▶ _Given problem_
Reproduce the records word for word, from the start up to and including the line with "the white curtain".

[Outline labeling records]

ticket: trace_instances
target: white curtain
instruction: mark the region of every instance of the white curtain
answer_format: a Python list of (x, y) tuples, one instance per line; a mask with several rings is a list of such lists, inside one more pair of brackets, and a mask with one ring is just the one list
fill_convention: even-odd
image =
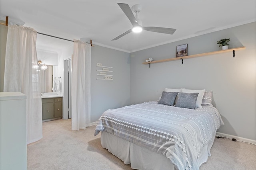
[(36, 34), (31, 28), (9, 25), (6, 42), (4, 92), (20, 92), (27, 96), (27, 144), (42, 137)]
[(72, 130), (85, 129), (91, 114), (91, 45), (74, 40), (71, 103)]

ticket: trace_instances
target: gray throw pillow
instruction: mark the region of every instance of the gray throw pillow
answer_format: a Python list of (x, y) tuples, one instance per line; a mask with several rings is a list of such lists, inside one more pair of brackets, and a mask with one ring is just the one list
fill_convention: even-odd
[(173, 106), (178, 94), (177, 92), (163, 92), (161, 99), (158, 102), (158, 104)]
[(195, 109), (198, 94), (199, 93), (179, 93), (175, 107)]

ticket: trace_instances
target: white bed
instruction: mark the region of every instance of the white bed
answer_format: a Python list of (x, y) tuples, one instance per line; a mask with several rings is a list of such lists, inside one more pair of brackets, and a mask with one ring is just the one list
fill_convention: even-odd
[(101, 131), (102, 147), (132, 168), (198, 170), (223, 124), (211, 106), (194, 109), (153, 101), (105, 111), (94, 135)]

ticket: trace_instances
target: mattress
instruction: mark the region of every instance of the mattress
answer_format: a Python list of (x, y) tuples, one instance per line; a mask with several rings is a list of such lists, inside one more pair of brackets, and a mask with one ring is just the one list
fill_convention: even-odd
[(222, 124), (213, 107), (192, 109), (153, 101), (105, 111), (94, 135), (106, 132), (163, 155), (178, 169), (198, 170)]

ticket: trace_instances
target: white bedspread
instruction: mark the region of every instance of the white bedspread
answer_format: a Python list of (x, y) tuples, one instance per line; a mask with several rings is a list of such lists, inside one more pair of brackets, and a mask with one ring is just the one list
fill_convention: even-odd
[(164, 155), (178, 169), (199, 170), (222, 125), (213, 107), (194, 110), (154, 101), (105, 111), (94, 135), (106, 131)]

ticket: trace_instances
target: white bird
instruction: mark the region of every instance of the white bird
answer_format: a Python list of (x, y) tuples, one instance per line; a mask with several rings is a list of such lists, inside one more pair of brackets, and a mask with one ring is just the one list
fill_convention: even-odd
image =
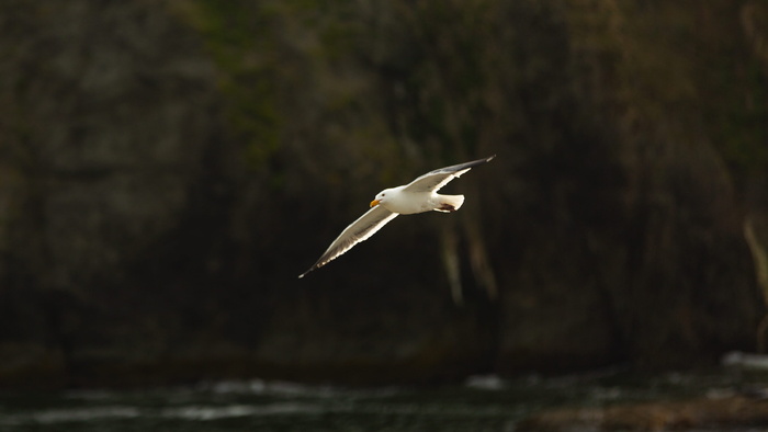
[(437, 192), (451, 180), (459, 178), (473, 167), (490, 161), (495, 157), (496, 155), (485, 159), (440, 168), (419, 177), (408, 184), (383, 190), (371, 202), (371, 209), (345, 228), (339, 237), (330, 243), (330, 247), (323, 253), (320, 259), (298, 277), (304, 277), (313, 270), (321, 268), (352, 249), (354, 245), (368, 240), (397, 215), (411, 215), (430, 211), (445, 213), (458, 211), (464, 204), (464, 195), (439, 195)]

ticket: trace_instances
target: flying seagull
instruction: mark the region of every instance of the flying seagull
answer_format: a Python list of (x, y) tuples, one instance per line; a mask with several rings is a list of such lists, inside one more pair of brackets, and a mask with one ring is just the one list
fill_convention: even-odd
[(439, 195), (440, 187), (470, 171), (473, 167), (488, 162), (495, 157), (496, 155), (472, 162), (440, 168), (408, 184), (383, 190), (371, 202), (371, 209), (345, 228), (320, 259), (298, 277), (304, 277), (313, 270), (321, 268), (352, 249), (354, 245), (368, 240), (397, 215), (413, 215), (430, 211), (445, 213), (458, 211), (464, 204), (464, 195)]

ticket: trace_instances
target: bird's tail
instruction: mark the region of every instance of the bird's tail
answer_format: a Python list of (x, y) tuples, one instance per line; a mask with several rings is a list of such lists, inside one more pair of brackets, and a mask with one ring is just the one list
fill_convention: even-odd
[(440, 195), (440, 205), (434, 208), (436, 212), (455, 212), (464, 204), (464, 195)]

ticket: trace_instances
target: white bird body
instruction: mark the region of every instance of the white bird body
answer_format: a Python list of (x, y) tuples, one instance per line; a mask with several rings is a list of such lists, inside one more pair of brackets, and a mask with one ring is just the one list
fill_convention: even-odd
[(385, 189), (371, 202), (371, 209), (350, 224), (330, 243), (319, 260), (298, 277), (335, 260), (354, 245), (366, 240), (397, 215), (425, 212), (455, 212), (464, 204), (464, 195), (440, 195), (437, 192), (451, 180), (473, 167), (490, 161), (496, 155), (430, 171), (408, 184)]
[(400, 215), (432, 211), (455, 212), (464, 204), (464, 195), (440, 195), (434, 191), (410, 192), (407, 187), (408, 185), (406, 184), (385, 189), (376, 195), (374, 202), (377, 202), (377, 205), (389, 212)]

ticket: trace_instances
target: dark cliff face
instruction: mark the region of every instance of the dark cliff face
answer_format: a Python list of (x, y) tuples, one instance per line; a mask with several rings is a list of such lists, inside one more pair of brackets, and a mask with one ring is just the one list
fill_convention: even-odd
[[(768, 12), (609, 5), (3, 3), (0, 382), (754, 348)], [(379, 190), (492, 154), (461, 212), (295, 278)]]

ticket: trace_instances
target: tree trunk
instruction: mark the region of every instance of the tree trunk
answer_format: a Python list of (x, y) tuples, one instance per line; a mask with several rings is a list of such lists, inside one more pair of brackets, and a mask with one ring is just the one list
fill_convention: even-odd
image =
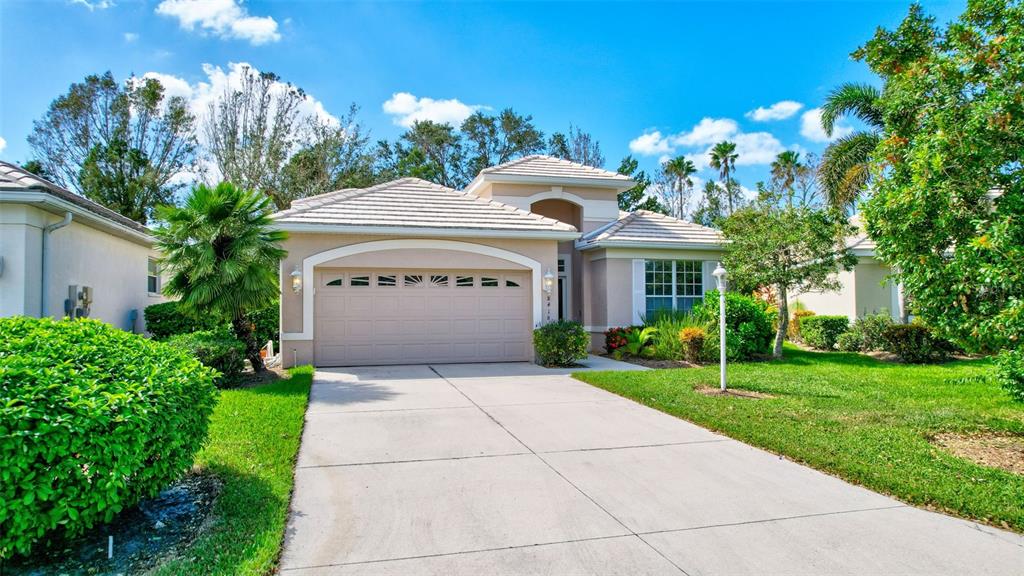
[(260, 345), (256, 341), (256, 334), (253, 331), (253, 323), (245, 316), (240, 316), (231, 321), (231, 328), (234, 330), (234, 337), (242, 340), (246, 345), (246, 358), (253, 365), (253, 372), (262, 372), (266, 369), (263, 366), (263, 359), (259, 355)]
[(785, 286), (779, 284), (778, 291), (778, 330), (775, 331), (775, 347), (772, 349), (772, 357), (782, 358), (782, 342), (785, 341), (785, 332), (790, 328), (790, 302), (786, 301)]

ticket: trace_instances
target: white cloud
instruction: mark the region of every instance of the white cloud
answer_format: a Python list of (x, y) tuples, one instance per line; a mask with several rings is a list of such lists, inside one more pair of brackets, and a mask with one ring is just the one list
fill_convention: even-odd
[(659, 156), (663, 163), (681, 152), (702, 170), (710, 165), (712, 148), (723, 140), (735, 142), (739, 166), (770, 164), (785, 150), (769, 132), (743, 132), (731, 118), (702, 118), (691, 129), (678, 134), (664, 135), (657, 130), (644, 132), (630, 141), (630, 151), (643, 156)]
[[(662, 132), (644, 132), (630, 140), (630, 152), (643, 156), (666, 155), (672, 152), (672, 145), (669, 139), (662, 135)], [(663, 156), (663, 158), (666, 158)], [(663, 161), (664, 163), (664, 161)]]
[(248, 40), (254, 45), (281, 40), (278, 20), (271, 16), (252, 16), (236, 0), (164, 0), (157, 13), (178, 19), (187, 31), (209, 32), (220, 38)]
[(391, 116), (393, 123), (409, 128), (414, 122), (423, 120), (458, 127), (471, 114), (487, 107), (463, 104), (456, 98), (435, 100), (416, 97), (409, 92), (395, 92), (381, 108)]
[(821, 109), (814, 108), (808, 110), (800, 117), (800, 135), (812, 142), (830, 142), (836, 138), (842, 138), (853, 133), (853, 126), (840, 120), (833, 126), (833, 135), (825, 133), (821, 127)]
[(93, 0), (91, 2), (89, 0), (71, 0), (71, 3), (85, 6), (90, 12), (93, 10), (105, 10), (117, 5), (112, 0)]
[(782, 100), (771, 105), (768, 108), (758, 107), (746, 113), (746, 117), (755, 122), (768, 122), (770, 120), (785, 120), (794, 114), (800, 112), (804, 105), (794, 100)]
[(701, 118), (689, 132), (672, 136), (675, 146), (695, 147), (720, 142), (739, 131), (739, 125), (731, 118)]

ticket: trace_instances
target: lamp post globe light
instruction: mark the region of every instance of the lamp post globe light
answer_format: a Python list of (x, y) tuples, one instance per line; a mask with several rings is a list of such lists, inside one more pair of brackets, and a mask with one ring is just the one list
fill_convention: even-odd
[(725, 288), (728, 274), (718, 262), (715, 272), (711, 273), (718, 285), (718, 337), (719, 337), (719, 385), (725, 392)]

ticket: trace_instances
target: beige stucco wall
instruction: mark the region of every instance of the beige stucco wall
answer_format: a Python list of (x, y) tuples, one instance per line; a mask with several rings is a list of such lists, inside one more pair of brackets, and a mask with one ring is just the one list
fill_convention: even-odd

▶ _Solution for this task_
ticket: trace_instances
target: white curtain
instruction: mark the region of every instance of the white curtain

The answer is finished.